Distillation of Discrete Diffusion through Dimensional Correlations (Di4C)¶
Conference: ICML 2025
arXiv: 2410.08709
Code: sony/di4c
Area: Diffusion Models / Discrete Generative Models
Keywords: Discrete Diffusion Models, Knowledge Distillation, Dimensional Correlation, Mixture Models, Few-step Sampling
TL;DR¶
This paper proposes the Di4C method, which captures correlations between dimensions through a "mixture" model. Combined with a consistency loss function, it distills multi-step discrete diffusion models into few-step models, demonstrating effectiveness across both image and language tasks.

### DATA ENTRIES:

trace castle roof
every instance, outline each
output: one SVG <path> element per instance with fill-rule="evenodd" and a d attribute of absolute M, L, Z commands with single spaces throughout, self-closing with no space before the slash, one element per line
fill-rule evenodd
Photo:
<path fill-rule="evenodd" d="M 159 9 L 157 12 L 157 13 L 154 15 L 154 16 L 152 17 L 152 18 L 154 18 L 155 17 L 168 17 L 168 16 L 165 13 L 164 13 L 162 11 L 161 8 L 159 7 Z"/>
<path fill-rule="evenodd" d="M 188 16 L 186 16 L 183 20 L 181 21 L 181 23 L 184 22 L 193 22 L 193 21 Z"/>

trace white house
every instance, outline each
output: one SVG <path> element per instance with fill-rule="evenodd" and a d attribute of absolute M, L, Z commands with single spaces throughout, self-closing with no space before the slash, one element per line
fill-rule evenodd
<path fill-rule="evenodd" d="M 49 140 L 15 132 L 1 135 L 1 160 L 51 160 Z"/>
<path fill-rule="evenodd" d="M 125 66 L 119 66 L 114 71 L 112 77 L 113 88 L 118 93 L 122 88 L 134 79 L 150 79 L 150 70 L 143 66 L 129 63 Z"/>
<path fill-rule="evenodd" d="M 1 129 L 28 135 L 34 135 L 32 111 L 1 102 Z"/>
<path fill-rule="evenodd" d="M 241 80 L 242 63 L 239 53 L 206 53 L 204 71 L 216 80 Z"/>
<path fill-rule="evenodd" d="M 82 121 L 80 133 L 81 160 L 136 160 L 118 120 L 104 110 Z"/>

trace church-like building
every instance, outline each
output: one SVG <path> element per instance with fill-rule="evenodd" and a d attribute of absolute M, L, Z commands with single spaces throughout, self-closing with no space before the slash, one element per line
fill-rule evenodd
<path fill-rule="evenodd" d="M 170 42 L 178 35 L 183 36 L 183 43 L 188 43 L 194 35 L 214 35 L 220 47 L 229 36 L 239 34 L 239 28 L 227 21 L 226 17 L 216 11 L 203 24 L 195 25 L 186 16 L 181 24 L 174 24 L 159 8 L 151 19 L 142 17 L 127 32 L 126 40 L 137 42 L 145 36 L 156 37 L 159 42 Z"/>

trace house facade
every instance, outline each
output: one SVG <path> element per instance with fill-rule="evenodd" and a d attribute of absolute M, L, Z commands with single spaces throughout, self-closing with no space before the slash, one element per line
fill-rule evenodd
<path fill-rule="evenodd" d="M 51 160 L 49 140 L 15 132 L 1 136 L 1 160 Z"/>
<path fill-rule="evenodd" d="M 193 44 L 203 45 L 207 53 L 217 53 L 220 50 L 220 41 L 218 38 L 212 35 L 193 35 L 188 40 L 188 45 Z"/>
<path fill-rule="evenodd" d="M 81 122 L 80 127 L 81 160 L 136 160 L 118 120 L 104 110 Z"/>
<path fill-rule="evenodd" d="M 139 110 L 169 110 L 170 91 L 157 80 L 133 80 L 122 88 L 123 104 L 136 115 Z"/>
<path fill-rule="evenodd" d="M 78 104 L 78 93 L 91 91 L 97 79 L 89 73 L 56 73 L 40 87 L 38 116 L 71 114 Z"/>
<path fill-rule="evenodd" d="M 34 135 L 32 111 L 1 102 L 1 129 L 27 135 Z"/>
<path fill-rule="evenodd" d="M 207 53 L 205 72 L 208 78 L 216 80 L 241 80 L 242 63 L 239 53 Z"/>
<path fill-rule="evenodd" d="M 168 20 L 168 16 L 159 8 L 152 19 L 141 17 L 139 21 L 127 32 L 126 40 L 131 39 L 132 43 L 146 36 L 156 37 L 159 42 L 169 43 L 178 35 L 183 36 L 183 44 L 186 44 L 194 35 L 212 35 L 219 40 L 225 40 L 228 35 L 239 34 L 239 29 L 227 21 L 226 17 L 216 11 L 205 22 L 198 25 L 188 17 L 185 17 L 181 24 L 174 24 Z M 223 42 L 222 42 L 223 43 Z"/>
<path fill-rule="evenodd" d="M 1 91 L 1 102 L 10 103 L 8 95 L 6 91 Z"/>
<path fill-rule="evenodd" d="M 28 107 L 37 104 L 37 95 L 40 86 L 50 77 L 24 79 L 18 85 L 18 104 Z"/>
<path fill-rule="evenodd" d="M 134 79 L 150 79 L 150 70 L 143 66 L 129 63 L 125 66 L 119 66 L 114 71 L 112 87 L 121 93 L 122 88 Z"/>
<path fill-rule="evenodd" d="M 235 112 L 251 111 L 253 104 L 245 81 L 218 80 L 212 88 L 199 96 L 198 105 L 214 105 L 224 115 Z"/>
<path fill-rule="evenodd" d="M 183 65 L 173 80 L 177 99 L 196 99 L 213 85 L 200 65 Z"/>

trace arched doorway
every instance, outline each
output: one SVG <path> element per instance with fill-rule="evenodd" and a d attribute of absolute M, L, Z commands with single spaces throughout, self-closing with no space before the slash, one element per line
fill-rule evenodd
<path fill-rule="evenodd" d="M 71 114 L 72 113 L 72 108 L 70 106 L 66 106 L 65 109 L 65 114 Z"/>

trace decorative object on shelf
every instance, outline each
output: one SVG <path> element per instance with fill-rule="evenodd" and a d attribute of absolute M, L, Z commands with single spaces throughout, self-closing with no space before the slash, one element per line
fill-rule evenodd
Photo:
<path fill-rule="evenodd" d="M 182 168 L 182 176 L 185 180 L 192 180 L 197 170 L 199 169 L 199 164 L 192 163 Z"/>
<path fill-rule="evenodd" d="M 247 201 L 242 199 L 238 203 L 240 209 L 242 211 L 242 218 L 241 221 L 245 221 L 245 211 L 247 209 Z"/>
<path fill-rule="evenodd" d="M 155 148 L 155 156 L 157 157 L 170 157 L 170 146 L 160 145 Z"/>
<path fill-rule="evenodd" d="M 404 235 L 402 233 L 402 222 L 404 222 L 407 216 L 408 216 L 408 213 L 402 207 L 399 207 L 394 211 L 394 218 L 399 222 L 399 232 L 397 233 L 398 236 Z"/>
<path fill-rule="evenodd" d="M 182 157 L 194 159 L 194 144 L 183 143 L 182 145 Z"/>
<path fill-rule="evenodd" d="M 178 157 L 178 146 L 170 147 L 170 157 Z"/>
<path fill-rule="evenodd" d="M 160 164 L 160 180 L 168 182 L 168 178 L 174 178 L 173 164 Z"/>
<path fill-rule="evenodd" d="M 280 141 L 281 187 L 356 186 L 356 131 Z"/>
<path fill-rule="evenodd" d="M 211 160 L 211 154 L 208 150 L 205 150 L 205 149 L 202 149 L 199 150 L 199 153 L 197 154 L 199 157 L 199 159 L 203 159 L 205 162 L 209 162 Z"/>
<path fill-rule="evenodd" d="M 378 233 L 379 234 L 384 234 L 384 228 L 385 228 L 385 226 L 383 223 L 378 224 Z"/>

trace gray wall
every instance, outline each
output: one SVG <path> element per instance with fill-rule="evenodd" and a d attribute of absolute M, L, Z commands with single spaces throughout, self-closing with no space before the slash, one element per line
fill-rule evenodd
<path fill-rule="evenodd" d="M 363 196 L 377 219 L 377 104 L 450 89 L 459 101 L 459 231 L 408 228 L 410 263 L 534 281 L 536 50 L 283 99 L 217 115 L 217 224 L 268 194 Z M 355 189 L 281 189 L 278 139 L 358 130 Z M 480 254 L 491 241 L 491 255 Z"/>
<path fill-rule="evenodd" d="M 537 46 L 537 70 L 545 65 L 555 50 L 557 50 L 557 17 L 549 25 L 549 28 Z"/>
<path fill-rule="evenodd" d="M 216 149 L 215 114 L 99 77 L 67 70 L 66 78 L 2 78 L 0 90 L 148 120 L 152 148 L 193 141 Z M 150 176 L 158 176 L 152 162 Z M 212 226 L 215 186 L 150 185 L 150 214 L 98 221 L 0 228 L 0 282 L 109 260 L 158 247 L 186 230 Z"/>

### WORK INSTRUCTIONS:
• 1. In the Di4C summary, rewrite the passage starting with "Distillation of Discrete" and going on through "and language tasks.", changing "consistency loss function" to "regularization term".
• 2. Check each statement against the Di4C summary and answer yes or no, quoting the words that decide it.
(a) The paper was presented at ICML 2025.
(b) The method was shown to work on language tasks only.
(c) The code is listed as sony/di4c.

### PER-TASK OUTPUTS:
• 1.
Distillation of Discrete Diffusion through Dimensional Correlations (Di4C)¶
Conference: ICML 2025
arXiv: 2410.08709
Code: sony/di4c
Area: Diffusion Models / Discrete Generative Models
Keywords: Discrete Diffusion Models, Knowledge Distillation, Dimensional Correlation, Mixture Models, Few-step Sampling
TL;DR¶
This paper proposes the Di4C method, which captures correlations between dimensions through a "mixture" model. Combined with a regularization term, it distills multi-step discrete diffusion models into few-step models, demonstrating effectiveness across both image and language tasks.

• 2.
(a) Yes: "Conference: ICML 2025"
(b) No: "demonstrating effectiveness across both image and language tasks"
(c) Yes: "Code: sony/di4c"